(Beginning of Reading passage)

Liquid Modernity
Why Everything Solid Melts Into Air (And Why That Should Terrify and Liberate You)
Picture this. Your grandmother probably worked at the same company for forty years, retired with a gold watch and a pension that actually meant something. Your parents might have managed twenty years before the first “restructuring.” You? You are on your third career pivot this decade, your relationship status updates faster than your software, and the only thing more temporary than your job is your sense of who you actually are. Welcome to liquid modernity, where the floor beneath your feet is not just shifting, it is actively evaporating.
The Great Melting
In 2000, Polish-British sociologist Zygmunt Bauman gave us a metaphor so perfect it hurts: modernity has gone liquid. Everything that used to be solid, careers, communities, identities, relationships, truth itself, has melted into a state of permanent flux. It is not that things are changing. It is that change itself has become the only constant, and we are all treading water in an ocean with no shore in sight.

(End of Reading passage)
(Beginning of Data)

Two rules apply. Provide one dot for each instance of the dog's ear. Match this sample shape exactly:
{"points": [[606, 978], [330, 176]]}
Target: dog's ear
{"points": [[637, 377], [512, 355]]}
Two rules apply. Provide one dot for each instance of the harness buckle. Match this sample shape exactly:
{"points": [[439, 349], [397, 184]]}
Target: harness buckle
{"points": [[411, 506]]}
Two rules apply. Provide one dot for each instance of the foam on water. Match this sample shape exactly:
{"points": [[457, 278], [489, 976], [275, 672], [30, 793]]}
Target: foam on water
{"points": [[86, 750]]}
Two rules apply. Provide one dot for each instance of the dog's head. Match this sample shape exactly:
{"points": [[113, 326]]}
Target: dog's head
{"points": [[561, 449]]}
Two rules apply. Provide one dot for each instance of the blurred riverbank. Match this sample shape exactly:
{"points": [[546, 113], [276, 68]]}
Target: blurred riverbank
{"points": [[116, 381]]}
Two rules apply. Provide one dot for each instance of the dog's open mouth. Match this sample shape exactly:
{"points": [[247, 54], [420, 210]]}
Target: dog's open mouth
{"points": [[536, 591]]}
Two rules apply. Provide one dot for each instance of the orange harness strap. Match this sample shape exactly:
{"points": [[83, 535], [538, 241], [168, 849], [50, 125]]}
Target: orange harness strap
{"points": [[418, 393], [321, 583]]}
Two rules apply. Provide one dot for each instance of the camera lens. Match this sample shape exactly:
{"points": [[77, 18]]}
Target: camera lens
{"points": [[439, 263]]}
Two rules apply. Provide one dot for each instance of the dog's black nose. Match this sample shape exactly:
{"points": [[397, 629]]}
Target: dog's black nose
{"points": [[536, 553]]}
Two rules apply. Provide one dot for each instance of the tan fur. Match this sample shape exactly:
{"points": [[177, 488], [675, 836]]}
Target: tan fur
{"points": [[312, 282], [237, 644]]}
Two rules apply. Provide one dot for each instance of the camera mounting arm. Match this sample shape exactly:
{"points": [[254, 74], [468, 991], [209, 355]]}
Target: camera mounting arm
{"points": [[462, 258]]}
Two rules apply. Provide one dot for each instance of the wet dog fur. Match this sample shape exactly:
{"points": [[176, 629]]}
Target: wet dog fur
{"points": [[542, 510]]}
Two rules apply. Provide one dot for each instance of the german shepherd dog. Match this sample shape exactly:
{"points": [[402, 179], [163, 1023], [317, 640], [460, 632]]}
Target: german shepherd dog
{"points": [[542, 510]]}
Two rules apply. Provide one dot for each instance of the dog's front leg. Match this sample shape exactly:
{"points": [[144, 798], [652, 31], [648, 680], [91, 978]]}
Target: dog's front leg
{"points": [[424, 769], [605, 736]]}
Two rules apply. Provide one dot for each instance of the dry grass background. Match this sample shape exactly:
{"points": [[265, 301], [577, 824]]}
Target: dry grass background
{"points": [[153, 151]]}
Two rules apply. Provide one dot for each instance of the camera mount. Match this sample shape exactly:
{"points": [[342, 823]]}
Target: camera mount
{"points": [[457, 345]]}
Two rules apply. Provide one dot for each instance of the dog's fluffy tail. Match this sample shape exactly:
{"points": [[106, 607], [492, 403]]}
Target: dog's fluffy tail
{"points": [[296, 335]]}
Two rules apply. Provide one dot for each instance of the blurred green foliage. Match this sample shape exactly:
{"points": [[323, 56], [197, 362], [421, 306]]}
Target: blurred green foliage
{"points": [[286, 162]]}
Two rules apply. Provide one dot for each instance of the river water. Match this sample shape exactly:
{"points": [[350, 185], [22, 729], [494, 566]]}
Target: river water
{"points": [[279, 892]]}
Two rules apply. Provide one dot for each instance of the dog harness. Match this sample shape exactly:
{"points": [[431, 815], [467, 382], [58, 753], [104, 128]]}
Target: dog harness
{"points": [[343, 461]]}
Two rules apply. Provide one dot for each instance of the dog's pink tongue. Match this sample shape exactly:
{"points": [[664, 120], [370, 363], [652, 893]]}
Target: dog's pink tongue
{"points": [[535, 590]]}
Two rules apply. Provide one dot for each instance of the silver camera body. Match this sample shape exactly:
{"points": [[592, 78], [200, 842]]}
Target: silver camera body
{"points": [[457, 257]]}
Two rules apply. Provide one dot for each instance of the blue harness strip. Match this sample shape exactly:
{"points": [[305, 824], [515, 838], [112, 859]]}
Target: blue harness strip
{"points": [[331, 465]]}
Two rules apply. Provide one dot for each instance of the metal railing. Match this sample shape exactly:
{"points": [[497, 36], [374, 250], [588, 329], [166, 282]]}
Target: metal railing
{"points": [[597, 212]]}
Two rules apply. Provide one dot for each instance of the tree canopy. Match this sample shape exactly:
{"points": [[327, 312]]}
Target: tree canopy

(End of Data)

* [Exercise instructions]:
**A.** According to the Liquid Modernity passage, in what year did Zygmunt Bauman introduce the metaphor that modernity has gone liquid?
**B.** Output the portion of the Liquid Modernity passage between "The Great Melting" and "shore in sight.", inclusive.
**C.** Pick up the Liquid Modernity passage after its final sentence and keep writing it in the same voice.
These rows have no connection to the Liquid Modernity passage.

* [Expected results]:
**A.** 2000

**B.**
The Great Melting
In 2000, Polish-British sociologist Zygmunt Bauman gave us a metaphor so perfect it hurts: modernity has gone liquid. Everything that used to be solid, careers, communities, identities, relationships, truth itself, has melted into a state of permanent flux. It is not that things are changing. It is that change itself has become the only constant, and we are all treading water in an ocean with no shore in sight.

**C.**
Think about the language we use now. We do not have relationships; we have “situationships.” We do not commit to careers; we “build our personal brand” through “portfolio work.” We do not join communities; we “network” and “curate our feeds.” Even our deepest convictions come with an asterisk and a disclaimer, ready to be updated when the next trend cycle hits. We have become like water ourselves, adaptable, flowing, taking the shape of whatever container holds us, never quite solid enough to build anything that lasts.
The Terrible Freedom
Here is the thing that makes liquid modernity so psychologically devastating: it feels like freedom. No more being trapped in your father’s profession. No more suffocating small-town expectations. You can be anyone, do anything, reinvent yourself on a Tuesday afternoon. The world is your oyster, and identity is just a performance you can change like a costume.
Except freedom without foundation is indistinguishable from drowning.
Bauman understood that liquid modernity grants us enormous choice while simultaneously removing all the institutional support systems that made choice meaningful. You are “free” to design your own life path, but good luck doing it without job security, social safety nets, or a community that remembers your name. You are “empowered” to be yourself, but which self? The one you performed on Instagram this morning, or the one you will need to be for tomorrow’s job interview?
The previous generation might have felt trapped by stable structures. We feel abandoned by their absence.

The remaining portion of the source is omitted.